### What is being asked
Reproduce the material below word for word, starting at the line containing "out the bright" and ending with, and including, the line containing "x=750, y=217".

[Image point annotation entries]
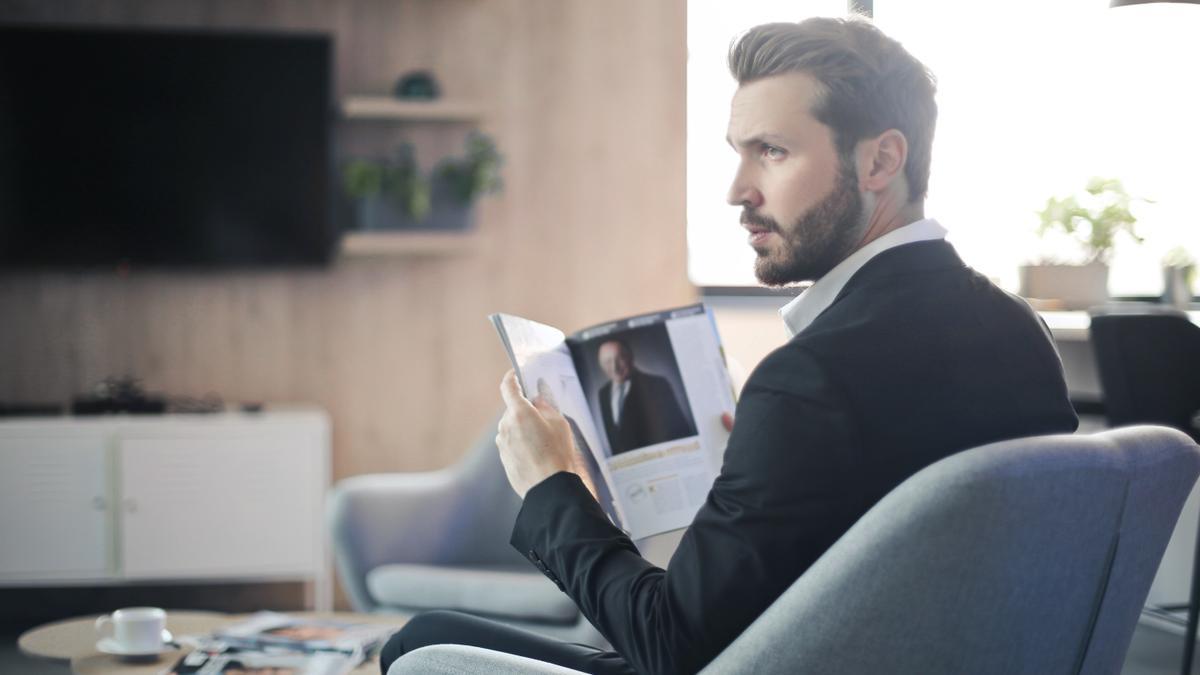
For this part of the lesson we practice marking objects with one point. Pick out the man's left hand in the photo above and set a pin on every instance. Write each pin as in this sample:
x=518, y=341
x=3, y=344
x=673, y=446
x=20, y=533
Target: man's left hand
x=534, y=438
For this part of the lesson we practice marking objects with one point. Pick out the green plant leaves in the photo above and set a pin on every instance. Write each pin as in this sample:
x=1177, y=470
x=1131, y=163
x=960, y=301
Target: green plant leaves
x=399, y=177
x=1095, y=221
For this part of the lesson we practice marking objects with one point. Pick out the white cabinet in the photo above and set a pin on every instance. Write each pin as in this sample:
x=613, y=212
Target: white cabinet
x=54, y=499
x=168, y=497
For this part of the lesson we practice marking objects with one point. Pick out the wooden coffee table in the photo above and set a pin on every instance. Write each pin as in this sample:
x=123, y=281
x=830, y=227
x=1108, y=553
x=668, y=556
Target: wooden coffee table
x=75, y=640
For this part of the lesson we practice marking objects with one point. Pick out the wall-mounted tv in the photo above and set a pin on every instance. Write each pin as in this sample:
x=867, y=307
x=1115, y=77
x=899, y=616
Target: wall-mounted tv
x=165, y=148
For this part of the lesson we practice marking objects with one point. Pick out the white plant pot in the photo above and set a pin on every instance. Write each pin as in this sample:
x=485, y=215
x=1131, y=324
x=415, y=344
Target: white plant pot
x=1073, y=287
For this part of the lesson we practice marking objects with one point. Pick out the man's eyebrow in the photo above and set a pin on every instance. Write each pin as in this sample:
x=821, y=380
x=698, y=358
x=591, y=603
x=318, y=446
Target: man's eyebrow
x=755, y=141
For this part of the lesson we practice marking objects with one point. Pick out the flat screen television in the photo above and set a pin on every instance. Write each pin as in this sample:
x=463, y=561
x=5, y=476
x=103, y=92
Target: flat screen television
x=165, y=148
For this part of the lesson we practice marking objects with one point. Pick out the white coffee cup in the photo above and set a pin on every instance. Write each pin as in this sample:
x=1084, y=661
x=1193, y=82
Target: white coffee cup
x=135, y=628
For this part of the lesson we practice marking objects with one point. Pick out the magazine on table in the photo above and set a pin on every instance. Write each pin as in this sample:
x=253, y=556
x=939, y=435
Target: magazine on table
x=280, y=644
x=214, y=657
x=645, y=398
x=282, y=631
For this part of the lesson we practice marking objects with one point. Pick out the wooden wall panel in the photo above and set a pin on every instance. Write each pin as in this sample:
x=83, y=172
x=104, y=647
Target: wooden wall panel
x=586, y=100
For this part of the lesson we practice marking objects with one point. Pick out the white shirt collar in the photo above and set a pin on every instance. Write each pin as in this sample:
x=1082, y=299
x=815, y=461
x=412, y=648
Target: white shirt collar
x=809, y=304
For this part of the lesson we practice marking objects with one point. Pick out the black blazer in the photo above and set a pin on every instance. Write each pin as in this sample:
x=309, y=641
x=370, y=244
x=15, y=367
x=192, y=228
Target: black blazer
x=918, y=357
x=648, y=414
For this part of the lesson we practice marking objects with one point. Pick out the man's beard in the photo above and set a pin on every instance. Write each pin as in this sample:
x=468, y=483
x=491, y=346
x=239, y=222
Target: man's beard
x=820, y=239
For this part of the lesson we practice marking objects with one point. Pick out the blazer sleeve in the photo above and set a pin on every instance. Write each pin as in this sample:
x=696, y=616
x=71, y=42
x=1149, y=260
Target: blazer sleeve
x=784, y=495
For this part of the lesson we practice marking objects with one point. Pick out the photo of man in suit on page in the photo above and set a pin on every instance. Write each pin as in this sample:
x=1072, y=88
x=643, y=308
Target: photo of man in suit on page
x=639, y=408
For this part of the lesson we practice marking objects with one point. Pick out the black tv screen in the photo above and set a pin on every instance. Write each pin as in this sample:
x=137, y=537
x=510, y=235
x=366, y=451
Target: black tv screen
x=153, y=148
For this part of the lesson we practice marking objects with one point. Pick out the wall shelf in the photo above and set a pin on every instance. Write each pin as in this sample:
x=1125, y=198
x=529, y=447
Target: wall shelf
x=388, y=108
x=415, y=243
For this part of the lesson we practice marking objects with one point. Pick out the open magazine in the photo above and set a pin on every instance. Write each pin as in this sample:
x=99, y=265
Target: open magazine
x=275, y=643
x=645, y=398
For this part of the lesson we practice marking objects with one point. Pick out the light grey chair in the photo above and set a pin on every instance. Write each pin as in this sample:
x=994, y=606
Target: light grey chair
x=1026, y=556
x=408, y=542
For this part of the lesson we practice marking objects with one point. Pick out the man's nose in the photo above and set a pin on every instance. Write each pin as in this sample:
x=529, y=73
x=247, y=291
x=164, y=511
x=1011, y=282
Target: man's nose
x=743, y=192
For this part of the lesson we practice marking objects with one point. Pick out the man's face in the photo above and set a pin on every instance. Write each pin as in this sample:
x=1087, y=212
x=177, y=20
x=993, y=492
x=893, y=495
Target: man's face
x=801, y=201
x=616, y=362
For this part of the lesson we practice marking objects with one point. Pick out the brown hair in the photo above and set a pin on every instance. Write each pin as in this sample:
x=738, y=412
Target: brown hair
x=868, y=83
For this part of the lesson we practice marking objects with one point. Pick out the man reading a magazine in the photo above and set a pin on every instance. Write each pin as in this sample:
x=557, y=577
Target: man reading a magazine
x=900, y=356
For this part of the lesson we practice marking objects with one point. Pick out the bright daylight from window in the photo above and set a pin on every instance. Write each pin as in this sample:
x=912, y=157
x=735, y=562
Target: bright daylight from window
x=1033, y=100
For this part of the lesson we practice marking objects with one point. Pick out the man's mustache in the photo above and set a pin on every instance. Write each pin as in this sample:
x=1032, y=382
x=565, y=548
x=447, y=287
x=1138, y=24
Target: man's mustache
x=750, y=217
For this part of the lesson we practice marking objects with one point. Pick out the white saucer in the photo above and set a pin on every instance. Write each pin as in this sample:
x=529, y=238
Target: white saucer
x=111, y=646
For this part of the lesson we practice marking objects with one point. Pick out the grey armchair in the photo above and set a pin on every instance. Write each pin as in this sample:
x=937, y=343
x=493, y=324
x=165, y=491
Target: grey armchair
x=408, y=542
x=1032, y=555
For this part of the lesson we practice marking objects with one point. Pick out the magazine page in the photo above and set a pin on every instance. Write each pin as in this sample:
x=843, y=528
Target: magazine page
x=214, y=657
x=275, y=629
x=545, y=369
x=657, y=386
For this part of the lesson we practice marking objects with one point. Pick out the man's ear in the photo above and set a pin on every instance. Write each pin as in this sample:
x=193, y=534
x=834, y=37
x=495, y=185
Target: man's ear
x=881, y=160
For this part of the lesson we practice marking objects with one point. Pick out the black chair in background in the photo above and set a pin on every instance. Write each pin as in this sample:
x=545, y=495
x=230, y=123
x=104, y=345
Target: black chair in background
x=1149, y=362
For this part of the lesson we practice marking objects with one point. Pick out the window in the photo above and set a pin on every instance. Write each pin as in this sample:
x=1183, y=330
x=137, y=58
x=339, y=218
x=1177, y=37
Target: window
x=1035, y=99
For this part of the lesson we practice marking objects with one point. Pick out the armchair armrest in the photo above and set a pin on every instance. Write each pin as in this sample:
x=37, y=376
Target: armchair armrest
x=457, y=659
x=456, y=515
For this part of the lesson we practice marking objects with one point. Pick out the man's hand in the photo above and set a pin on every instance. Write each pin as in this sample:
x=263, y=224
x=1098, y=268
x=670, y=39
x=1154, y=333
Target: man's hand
x=534, y=438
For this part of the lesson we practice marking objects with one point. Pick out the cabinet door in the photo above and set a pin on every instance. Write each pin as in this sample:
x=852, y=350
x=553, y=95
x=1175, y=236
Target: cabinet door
x=54, y=520
x=219, y=506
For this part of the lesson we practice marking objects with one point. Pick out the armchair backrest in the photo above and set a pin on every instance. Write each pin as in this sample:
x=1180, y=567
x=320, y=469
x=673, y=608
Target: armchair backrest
x=1149, y=363
x=1032, y=555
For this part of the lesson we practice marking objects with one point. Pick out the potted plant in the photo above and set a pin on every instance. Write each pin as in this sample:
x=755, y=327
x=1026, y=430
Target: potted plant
x=395, y=195
x=1179, y=273
x=388, y=193
x=1091, y=221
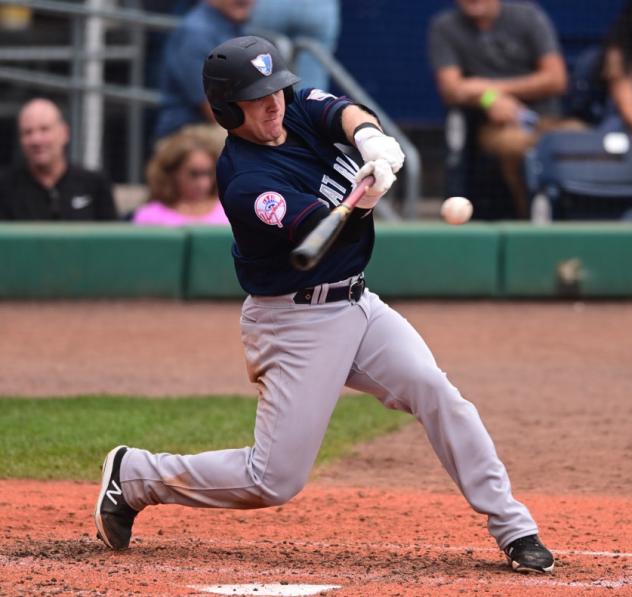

### Response for this exercise
For this part of the lesson we practice marking objects with one point. Pick out the bright daylight from window in the photo above and set a pin on every instance. Write each pin as in this sample:
x=912, y=157
x=735, y=562
Target: bright daylight from window
x=1033, y=100
For this part of the lesson we practice marking objects with one point. Pick out the man's mustache in the photo above and set a pin on every instance. Write each pin as in this sample:
x=1032, y=382
x=565, y=548
x=447, y=287
x=1138, y=24
Target: man's mustache
x=750, y=217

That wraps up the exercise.